# DESCRIPTION OF THE TASK
Can you reproduce the data starting at the line that contains "Practice. Annotate every instance of the car hood" and ending at the line that contains "x=368 y=269", swapping "license plate" for "number plate" and leaving everything else unchanged?
• • • • • • •
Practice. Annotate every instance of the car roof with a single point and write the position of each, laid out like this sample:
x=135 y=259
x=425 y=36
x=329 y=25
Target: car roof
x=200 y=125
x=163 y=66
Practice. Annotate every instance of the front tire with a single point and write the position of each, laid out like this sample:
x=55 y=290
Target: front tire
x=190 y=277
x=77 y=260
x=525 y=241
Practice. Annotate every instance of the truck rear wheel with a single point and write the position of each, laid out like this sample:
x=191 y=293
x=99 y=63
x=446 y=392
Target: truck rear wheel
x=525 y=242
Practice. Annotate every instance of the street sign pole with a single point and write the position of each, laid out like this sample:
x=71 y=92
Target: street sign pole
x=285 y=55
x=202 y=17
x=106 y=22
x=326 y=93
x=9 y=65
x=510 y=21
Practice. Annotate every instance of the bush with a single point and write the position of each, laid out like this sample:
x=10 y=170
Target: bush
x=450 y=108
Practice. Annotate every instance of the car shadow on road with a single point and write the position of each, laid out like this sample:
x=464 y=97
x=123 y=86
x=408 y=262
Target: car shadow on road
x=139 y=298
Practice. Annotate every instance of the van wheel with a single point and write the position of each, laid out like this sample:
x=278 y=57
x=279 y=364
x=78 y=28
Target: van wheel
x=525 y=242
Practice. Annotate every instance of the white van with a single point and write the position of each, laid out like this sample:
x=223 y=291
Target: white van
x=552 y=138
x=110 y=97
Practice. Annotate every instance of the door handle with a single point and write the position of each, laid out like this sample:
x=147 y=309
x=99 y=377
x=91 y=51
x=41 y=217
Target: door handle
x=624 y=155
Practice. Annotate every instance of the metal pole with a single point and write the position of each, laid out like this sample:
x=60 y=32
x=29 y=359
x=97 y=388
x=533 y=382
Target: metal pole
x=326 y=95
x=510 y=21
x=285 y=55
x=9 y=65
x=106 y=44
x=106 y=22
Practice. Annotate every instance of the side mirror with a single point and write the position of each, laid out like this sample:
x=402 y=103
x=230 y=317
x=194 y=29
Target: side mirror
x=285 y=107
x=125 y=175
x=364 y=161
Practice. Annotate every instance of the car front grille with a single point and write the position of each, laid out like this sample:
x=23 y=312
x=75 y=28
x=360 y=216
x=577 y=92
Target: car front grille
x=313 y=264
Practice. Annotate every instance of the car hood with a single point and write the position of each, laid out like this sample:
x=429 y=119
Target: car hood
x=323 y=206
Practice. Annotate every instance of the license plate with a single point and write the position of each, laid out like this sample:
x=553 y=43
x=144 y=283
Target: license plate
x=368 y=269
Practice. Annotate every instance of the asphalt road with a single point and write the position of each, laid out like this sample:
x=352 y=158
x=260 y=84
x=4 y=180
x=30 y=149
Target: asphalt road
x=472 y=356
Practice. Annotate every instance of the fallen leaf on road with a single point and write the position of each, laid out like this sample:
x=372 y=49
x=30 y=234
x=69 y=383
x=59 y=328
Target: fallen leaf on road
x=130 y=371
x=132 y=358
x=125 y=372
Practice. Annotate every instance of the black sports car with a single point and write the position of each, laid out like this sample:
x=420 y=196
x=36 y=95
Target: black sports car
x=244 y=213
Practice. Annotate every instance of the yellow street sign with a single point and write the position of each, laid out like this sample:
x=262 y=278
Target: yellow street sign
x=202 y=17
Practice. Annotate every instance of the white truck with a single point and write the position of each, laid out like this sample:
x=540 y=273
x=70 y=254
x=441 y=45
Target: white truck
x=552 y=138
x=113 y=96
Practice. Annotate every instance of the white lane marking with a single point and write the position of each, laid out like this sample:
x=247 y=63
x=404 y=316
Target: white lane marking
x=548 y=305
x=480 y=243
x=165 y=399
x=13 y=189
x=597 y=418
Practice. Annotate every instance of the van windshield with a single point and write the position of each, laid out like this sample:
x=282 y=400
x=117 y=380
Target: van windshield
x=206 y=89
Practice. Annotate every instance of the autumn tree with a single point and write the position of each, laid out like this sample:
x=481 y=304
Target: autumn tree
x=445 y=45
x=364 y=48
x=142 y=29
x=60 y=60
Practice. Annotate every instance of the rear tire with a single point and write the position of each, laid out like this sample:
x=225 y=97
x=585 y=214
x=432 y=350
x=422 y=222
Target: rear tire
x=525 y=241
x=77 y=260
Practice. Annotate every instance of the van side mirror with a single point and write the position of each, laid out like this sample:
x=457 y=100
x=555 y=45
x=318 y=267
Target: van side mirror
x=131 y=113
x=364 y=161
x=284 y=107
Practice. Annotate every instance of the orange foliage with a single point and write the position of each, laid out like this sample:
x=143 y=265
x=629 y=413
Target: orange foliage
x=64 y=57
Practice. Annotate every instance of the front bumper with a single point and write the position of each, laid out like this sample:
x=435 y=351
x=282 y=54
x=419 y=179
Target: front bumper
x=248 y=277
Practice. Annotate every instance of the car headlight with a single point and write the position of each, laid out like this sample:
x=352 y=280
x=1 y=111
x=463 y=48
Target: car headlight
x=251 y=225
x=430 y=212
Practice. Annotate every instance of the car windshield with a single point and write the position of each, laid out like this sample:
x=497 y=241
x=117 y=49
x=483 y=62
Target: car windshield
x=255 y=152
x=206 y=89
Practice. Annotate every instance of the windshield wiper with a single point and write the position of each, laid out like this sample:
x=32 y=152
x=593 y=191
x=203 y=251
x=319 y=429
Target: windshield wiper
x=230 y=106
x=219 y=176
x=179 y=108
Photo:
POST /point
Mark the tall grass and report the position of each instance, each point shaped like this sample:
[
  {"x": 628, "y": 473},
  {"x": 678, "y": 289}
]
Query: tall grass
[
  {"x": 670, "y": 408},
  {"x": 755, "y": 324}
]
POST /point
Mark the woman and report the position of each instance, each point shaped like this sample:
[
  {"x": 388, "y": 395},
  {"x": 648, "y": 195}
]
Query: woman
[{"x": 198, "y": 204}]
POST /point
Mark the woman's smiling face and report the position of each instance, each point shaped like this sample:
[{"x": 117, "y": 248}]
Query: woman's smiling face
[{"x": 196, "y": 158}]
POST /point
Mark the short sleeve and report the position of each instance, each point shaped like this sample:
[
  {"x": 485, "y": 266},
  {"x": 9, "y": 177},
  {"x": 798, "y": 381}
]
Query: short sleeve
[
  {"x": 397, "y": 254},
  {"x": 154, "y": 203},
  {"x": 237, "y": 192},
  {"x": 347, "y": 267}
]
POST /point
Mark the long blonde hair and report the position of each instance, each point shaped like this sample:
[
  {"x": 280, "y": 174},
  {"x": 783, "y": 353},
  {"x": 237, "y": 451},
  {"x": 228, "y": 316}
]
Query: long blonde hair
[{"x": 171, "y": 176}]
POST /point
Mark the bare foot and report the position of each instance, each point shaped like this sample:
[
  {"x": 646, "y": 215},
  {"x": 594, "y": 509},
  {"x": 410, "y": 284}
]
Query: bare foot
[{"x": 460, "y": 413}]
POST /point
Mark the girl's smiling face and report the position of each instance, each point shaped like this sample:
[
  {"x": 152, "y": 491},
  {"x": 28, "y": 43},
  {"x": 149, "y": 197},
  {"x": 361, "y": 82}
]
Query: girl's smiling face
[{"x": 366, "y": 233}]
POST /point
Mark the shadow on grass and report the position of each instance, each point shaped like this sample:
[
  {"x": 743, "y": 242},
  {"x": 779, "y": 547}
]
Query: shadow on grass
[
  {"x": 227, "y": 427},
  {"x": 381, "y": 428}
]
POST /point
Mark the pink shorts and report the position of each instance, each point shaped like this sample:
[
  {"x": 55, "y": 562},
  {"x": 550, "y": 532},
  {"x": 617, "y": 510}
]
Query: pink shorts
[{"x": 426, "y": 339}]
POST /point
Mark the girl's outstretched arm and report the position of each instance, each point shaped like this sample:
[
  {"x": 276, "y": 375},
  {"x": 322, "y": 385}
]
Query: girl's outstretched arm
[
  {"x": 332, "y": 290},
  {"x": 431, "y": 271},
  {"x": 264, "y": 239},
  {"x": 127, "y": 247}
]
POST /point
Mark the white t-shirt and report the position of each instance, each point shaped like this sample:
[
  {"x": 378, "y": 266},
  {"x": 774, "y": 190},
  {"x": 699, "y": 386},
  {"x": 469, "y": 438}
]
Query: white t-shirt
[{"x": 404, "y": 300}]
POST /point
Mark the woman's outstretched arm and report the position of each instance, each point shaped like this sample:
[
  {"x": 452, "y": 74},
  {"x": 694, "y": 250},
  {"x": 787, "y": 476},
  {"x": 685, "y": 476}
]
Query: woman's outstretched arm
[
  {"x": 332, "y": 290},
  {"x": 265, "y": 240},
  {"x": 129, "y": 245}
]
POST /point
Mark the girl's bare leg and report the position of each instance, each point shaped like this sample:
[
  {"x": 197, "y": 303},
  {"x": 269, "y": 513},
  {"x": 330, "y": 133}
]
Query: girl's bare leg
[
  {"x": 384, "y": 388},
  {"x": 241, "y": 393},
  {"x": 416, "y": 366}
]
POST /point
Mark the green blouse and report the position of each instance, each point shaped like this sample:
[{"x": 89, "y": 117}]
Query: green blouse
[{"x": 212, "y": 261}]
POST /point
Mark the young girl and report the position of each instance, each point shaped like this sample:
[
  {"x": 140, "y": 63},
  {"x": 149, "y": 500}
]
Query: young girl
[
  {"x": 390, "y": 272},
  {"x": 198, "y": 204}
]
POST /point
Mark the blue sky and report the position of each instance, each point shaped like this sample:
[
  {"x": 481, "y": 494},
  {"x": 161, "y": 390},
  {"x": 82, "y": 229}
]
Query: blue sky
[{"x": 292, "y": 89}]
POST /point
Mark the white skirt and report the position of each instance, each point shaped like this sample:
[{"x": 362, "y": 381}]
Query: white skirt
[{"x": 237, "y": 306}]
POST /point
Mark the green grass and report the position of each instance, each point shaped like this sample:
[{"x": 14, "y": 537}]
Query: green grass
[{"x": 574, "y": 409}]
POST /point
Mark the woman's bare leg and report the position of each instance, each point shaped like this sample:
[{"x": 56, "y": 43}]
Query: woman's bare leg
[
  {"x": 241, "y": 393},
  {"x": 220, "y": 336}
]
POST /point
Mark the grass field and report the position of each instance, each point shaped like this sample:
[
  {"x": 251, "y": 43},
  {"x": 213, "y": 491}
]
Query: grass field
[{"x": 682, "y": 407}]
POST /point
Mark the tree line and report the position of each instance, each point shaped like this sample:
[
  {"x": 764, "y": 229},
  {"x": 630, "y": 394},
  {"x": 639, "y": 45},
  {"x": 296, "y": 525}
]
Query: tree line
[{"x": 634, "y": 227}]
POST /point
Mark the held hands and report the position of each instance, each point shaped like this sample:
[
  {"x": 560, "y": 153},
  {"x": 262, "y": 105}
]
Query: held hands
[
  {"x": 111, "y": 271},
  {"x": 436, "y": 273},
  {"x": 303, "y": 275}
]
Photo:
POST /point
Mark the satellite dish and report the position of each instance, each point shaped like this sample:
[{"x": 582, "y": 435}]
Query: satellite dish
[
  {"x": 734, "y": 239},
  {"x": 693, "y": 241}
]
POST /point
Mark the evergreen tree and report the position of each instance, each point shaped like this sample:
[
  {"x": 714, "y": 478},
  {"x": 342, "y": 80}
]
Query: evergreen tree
• • • • • • •
# THE OUTPUT
Practice. Annotate every instance of the car hood with a single point and write the position of each, laid out like this sample:
x=429 y=119
Target: car hood
x=323 y=206
Practice. Annotate every instance of the number plate with a single point and write the position of each, laid out like this sample:
x=553 y=43
x=144 y=283
Target: number plate
x=368 y=269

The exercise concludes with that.